Items from a dataset:
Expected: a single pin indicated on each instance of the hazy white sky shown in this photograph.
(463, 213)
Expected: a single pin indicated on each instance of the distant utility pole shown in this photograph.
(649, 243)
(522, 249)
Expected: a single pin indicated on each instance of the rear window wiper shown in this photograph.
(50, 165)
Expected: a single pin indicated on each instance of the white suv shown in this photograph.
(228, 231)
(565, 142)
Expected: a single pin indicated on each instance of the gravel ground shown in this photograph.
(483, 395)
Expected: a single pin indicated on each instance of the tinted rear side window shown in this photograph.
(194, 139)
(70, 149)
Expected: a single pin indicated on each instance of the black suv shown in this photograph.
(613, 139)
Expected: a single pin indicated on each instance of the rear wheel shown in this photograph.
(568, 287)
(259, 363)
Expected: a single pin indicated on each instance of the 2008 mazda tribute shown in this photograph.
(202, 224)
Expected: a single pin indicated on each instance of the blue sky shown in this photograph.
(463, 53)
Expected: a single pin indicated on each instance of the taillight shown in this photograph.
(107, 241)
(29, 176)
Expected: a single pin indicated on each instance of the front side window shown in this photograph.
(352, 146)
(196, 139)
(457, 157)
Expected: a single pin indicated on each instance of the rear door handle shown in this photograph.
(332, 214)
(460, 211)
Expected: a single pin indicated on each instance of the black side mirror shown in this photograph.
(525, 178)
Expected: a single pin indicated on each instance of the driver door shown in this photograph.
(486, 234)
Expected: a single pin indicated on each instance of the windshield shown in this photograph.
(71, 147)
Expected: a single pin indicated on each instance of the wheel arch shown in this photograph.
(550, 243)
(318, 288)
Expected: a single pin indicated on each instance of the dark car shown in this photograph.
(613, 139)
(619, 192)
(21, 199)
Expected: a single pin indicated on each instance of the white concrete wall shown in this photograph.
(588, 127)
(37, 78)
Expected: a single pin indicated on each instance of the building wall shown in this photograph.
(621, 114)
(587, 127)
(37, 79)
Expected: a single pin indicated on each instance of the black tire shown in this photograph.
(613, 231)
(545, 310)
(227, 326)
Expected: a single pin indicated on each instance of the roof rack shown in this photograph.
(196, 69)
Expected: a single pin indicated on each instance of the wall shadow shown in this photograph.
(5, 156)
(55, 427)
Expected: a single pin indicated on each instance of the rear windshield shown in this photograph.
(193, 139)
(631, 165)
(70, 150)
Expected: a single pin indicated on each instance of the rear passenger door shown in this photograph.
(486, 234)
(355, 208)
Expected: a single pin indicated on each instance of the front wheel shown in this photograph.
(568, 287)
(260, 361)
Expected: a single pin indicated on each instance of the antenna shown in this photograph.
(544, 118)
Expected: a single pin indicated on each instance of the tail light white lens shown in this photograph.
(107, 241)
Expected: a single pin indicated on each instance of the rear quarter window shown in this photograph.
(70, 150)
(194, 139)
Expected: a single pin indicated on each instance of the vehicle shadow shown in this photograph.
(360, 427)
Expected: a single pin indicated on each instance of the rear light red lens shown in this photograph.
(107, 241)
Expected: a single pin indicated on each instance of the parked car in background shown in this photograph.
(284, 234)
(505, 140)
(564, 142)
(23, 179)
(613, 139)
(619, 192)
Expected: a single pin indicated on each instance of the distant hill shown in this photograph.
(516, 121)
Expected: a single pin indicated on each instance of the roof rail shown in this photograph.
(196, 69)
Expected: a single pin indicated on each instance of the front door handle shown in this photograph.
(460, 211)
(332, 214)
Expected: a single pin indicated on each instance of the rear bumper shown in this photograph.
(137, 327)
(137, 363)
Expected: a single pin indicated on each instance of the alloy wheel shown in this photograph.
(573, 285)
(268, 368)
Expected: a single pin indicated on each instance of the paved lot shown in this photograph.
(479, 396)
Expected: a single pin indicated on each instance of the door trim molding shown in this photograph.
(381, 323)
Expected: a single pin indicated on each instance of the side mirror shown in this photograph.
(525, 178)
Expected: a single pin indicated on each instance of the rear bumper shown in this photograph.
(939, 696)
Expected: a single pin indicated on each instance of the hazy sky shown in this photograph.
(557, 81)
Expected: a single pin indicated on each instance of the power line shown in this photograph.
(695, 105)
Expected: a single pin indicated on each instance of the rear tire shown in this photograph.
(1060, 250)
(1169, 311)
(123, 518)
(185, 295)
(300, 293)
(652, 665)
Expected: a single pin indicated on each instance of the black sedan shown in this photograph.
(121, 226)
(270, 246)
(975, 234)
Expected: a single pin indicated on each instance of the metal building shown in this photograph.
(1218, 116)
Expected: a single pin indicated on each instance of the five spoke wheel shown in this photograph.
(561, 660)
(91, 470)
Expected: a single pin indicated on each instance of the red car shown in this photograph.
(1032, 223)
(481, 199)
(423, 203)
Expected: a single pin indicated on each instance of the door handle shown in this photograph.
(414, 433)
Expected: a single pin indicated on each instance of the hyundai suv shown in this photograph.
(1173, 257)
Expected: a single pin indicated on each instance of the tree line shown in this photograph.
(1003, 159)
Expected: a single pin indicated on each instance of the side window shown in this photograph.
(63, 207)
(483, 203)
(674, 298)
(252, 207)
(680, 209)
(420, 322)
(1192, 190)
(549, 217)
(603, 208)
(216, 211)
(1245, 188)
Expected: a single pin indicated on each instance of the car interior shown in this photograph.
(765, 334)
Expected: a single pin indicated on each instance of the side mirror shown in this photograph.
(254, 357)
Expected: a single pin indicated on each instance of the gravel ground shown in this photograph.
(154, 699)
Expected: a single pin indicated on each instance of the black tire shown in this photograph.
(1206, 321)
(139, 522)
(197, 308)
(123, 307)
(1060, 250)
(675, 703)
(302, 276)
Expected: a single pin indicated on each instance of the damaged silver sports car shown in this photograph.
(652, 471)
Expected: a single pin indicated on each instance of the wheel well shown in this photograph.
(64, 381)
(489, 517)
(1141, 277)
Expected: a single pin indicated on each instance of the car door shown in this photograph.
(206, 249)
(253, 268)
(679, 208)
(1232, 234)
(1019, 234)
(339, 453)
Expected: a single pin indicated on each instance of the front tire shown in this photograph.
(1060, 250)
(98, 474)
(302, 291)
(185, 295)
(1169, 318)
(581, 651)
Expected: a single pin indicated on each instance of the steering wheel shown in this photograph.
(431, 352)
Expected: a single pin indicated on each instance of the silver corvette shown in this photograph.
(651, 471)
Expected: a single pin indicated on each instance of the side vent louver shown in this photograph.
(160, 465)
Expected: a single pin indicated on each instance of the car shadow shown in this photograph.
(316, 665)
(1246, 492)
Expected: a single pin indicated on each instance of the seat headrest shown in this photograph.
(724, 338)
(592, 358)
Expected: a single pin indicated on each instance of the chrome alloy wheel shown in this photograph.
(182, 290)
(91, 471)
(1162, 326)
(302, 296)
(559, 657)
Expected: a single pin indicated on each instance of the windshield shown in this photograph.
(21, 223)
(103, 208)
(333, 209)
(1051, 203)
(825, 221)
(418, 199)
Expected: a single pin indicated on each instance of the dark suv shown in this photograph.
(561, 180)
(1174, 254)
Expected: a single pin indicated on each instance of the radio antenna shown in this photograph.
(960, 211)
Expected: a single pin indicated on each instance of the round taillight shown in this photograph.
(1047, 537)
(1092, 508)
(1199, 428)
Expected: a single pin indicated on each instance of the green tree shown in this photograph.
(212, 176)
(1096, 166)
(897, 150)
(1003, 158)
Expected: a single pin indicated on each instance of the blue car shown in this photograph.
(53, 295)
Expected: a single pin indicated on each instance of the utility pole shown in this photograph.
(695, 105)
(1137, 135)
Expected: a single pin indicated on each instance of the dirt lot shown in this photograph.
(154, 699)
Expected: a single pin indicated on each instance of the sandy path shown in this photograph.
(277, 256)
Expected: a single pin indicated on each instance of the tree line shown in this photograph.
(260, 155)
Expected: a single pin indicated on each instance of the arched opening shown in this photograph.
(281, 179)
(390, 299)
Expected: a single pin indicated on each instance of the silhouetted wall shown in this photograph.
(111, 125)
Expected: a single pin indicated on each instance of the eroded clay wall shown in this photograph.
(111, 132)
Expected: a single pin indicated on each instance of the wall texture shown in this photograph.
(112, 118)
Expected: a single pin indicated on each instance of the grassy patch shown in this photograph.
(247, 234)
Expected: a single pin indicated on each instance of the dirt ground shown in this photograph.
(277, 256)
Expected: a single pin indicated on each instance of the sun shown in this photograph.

* _Exercise instructions_
Starting from the line that contains "Expected: a single pin indicated on each instance of the grassy", give again every line to the last line of the data, exactly. Include nothing else.

* _Solution to this problem_
Expected: a single pin indicated on each instance of the grassy patch shown in this photograph.
(247, 234)
Expected: a single pin indicated on each instance of the dirt ground shown in this photograph.
(277, 256)
Expected: a single pin indicated on each instance of the sun shown in this photograph.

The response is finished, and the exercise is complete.